**Your goal**
Please reproduce each of the following lines word for word.

**Data shown**
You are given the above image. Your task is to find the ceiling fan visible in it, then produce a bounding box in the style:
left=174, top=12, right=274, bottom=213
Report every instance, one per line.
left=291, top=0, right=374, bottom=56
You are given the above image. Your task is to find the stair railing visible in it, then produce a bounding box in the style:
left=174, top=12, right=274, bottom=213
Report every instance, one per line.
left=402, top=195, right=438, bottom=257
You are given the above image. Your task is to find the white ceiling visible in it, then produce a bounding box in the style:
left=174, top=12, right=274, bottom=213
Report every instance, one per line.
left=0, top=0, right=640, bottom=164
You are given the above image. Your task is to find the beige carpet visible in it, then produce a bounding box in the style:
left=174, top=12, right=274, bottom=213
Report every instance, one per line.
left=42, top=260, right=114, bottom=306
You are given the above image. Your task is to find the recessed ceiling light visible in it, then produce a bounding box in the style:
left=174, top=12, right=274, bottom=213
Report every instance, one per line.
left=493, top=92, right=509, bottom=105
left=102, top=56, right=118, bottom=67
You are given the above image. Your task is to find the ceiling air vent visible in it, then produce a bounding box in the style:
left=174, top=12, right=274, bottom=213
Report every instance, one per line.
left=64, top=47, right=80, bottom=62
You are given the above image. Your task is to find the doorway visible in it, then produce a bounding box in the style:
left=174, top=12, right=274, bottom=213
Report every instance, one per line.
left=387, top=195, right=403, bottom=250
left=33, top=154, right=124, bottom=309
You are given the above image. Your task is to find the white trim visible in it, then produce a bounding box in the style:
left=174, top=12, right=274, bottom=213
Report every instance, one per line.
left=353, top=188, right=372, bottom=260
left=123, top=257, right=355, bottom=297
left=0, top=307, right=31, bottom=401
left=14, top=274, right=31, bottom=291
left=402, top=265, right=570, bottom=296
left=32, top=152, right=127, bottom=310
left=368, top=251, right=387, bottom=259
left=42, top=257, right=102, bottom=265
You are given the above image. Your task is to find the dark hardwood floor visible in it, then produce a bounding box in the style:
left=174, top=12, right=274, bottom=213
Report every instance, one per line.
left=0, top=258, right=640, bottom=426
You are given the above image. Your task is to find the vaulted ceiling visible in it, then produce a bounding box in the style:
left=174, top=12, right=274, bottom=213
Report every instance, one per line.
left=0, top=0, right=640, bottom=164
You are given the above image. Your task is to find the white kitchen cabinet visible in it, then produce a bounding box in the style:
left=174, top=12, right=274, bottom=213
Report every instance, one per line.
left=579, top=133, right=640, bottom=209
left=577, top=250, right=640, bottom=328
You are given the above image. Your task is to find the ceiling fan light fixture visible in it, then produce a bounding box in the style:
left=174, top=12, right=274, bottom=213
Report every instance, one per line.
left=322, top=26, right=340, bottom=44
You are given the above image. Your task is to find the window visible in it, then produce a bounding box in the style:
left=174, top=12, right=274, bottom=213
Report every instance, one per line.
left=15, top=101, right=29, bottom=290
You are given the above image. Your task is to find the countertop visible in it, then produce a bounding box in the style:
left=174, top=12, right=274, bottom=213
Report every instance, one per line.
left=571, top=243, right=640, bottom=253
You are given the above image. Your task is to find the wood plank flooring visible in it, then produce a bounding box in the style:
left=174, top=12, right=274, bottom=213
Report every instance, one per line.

**Task solution**
You are given the above image. Your task is to find the ceiling fan visible in it, then produce a bounding box in the style:
left=174, top=12, right=274, bottom=213
Report every instance, one per line.
left=291, top=0, right=374, bottom=56
You are given the above image. Your task is to find the stair railing visible in it, then produce a bounding box in the style:
left=174, top=12, right=274, bottom=213
Report every instance, one per line.
left=402, top=195, right=438, bottom=257
You are given the above image. Your task is to find the white ceiling visible in it, then produce a bounding box in the style:
left=174, top=12, right=274, bottom=213
Report every instance, one per line.
left=0, top=0, right=640, bottom=164
You are given the above image. Your task is to find the beige carpet visible in it, then produce a bounding box in the style:
left=174, top=12, right=274, bottom=213
Report every instance, one per line.
left=42, top=260, right=114, bottom=306
You are given the above image. Your task is to find the recessed ceiling light visible in it, then produce a bounding box in the style:
left=174, top=12, right=274, bottom=213
Report every instance, one per line.
left=493, top=92, right=509, bottom=105
left=102, top=56, right=118, bottom=67
You are given the above image. Your task is to find the ceiling air vent visible in it, then produce a bounding box in the style:
left=174, top=12, right=274, bottom=213
Report every instance, one per line.
left=64, top=47, right=80, bottom=62
You are given the above image. Your task is to find the doorway visible in it, then produce a bounding box in the style:
left=174, top=12, right=274, bottom=213
Report every instance, one per line.
left=387, top=195, right=403, bottom=250
left=33, top=154, right=124, bottom=309
You are given the above image. Your task is to find the white trim visible in it, then produce a bounding box in the style:
left=174, top=12, right=274, bottom=213
Report every instance, one per line.
left=353, top=188, right=372, bottom=260
left=123, top=257, right=355, bottom=297
left=0, top=307, right=31, bottom=401
left=14, top=274, right=31, bottom=291
left=402, top=265, right=570, bottom=296
left=32, top=152, right=127, bottom=310
left=368, top=251, right=387, bottom=259
left=42, top=257, right=102, bottom=265
You are given the above image. Your task is to find the dark hardwood floor visible in it, then produce a bounding box in the style:
left=174, top=12, right=274, bottom=213
Report every instance, one per line.
left=0, top=258, right=640, bottom=426
You are given the above image. Your task is to find the vaulted ceiling visible in it, then produce a bounding box in the style:
left=174, top=12, right=274, bottom=213
Report every instance, one per line.
left=0, top=0, right=640, bottom=164
You are given the above image. Your task is to find the white kitchen cabinet visible in it, then produce a bounding box in the style:
left=174, top=12, right=274, bottom=213
Report every instance, one per line.
left=579, top=133, right=640, bottom=209
left=577, top=250, right=640, bottom=328
You are given the above image. Your task is to find the ceiling fan light fixture visible in it, then produce a bounding box in the style:
left=174, top=12, right=274, bottom=213
Report every instance, one per line.
left=322, top=26, right=340, bottom=44
You are given the above image. Your task is to find the window visible in it, then produce a bounding box in the style:
left=174, top=12, right=274, bottom=213
Report every instance, one per line.
left=15, top=101, right=29, bottom=290
You are given the above image. Your task is to find the countertop visible in it, then produce a bounding box in the style:
left=174, top=12, right=274, bottom=213
Report every instance, one per line.
left=571, top=243, right=640, bottom=253
You are given the above image. Your task is to find the wood plank flooring visible in it, then produce a bounding box in the style:
left=174, top=12, right=274, bottom=213
Report every instance, one per line.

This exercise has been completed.